─── Entries ───

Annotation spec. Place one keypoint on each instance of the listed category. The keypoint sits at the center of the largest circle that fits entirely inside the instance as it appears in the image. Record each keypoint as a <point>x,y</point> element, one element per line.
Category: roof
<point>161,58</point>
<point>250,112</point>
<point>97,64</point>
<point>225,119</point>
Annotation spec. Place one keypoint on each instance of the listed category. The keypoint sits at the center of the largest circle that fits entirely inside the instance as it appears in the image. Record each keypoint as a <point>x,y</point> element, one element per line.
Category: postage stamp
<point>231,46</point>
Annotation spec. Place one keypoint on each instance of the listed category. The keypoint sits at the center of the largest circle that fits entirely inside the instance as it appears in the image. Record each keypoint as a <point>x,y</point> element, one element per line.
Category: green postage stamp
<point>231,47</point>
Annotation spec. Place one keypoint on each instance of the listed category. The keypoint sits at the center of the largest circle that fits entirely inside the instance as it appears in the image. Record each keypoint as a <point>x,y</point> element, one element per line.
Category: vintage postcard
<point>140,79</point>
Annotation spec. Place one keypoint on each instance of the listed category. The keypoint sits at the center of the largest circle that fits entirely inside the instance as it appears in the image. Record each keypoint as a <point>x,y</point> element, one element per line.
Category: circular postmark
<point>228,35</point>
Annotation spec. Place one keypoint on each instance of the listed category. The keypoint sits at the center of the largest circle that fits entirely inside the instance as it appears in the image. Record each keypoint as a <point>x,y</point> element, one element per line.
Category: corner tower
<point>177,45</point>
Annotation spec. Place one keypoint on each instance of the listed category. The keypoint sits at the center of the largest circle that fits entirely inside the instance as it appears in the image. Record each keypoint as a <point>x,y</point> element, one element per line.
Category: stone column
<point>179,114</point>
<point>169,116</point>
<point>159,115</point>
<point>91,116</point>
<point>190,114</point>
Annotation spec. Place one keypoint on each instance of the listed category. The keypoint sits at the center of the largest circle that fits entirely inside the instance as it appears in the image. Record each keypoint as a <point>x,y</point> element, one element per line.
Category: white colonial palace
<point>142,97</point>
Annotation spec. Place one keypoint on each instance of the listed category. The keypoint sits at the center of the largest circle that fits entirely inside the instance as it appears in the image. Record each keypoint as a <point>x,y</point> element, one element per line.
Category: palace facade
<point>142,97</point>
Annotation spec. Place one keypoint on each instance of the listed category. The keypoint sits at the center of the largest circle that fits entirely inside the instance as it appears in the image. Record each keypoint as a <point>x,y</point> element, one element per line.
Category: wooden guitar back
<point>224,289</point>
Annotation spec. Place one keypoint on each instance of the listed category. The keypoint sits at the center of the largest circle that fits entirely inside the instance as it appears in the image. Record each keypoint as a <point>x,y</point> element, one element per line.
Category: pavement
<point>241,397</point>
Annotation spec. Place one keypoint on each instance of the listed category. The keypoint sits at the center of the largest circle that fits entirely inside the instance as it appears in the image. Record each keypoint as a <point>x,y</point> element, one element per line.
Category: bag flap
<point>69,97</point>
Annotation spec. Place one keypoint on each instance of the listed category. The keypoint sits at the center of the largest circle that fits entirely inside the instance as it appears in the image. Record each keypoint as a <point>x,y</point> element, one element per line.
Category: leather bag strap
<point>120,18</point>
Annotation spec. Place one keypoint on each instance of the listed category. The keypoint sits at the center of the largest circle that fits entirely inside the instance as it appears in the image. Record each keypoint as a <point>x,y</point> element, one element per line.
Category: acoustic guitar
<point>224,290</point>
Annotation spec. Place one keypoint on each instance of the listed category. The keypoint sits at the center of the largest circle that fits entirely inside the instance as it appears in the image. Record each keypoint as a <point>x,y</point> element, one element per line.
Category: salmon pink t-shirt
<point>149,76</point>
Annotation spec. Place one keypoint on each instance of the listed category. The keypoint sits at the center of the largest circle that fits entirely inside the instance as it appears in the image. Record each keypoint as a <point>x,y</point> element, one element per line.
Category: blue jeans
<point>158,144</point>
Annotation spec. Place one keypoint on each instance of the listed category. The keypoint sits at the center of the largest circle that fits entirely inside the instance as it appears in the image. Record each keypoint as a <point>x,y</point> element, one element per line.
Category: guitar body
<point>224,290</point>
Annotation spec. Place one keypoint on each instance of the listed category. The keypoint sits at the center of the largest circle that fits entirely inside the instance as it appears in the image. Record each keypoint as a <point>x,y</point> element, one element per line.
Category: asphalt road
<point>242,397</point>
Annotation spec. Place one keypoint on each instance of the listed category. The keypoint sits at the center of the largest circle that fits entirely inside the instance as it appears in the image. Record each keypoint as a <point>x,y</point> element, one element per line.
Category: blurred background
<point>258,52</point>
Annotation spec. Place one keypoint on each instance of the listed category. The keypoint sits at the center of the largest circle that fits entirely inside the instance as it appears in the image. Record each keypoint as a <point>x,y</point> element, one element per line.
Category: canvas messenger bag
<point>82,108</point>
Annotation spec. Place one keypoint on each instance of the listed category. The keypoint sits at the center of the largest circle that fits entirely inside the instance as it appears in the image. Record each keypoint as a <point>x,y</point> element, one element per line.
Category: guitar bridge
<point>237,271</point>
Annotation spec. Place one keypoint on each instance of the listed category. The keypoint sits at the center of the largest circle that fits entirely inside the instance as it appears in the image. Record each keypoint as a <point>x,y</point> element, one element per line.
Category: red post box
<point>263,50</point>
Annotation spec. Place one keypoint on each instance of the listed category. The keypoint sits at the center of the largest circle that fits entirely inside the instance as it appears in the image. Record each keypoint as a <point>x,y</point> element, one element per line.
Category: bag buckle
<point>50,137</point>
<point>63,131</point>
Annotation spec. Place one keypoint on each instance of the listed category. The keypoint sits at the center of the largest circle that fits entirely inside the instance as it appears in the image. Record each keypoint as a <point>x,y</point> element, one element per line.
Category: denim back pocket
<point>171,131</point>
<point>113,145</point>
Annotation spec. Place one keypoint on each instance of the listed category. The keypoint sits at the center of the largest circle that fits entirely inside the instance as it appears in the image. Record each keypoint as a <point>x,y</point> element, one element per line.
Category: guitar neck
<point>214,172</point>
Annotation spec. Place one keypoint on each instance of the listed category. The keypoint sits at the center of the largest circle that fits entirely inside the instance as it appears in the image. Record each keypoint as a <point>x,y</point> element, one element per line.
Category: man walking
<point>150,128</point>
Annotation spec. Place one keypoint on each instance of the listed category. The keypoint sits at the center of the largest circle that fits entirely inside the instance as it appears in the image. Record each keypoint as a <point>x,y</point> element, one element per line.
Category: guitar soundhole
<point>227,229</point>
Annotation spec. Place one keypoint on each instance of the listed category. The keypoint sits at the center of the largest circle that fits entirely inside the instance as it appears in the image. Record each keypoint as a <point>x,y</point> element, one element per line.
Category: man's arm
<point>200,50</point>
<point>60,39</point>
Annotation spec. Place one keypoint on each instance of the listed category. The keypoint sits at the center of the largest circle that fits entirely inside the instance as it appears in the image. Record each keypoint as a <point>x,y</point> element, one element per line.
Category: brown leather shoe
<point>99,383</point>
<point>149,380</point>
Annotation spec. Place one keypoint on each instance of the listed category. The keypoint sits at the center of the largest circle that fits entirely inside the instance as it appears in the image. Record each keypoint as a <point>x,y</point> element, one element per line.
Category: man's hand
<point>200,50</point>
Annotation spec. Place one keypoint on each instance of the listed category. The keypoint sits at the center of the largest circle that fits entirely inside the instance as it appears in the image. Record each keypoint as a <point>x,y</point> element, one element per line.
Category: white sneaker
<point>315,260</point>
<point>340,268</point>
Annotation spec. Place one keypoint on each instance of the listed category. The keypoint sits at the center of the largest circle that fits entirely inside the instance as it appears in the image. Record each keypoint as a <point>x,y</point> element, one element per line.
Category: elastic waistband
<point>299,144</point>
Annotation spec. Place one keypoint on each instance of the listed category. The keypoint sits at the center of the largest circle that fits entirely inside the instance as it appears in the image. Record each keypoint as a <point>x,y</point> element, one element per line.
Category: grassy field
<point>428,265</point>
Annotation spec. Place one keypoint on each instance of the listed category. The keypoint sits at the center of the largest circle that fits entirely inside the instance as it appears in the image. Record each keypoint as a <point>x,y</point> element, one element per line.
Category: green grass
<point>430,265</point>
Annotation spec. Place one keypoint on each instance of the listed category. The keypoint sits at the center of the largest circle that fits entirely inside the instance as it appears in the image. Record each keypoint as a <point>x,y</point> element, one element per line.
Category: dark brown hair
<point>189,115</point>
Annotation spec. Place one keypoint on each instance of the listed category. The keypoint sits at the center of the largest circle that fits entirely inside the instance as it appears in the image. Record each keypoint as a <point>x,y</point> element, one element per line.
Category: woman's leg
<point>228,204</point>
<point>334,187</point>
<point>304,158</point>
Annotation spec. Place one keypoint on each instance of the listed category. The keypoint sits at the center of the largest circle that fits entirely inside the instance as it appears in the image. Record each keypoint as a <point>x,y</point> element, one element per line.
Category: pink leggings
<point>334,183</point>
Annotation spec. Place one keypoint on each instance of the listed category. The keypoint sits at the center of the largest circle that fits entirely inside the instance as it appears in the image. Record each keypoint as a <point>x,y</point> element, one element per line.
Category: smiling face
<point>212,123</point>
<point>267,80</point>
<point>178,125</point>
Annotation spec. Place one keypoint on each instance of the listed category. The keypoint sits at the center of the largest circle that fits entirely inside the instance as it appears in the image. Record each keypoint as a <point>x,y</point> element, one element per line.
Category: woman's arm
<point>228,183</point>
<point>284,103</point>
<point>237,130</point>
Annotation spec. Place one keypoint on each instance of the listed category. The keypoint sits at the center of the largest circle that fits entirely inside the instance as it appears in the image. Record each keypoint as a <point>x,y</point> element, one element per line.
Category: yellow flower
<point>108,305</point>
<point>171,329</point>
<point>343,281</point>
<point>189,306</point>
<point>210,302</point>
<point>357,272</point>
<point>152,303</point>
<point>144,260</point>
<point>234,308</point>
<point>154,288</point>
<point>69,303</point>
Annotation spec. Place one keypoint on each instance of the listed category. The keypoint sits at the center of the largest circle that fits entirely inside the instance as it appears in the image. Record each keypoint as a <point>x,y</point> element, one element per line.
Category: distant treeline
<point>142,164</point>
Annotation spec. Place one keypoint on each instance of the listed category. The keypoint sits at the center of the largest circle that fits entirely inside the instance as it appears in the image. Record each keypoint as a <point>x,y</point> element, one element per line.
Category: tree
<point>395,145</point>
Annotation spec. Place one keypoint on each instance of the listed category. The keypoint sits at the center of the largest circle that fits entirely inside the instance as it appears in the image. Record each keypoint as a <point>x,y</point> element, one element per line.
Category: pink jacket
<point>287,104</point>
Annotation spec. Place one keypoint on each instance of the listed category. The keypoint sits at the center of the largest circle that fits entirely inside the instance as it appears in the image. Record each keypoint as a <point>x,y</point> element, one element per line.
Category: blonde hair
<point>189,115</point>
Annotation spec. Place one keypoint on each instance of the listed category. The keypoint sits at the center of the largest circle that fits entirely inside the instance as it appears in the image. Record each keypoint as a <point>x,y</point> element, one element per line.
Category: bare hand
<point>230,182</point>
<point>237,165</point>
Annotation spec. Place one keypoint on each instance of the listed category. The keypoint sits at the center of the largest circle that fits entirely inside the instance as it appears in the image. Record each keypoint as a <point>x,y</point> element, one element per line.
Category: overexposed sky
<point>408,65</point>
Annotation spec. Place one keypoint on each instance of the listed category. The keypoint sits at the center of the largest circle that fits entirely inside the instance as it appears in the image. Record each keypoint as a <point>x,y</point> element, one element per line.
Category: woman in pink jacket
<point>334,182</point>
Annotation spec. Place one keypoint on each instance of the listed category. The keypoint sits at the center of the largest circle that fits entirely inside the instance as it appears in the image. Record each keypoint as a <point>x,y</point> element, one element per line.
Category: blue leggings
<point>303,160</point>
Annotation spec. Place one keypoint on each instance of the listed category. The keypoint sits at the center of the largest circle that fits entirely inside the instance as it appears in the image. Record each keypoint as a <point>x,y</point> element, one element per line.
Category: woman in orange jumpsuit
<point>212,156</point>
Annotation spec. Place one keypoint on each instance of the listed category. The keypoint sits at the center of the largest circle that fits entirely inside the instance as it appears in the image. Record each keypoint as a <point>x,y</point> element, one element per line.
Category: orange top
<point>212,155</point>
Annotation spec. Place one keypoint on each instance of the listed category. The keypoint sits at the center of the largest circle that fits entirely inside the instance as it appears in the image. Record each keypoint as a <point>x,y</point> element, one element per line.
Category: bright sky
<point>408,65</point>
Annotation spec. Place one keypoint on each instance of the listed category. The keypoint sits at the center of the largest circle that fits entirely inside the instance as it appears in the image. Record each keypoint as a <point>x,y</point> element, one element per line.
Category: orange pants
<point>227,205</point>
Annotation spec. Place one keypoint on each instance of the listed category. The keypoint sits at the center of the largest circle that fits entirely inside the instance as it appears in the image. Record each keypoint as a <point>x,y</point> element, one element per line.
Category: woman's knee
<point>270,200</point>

───

■ What to do ■
Rewrite the material from its first line through the line containing "<point>161,58</point>", keeping every line unchanged except that you offset each point by adding 119 to both its x and y coordinates.

■ Result ■
Annotation spec. Place one keypoint on each instance of the listed category. The keypoint sits at the center of the largest circle that fits entirely inside the instance as it appears in the image. Record each keypoint as a <point>x,y</point> element, one element per line.
Category: roof
<point>280,177</point>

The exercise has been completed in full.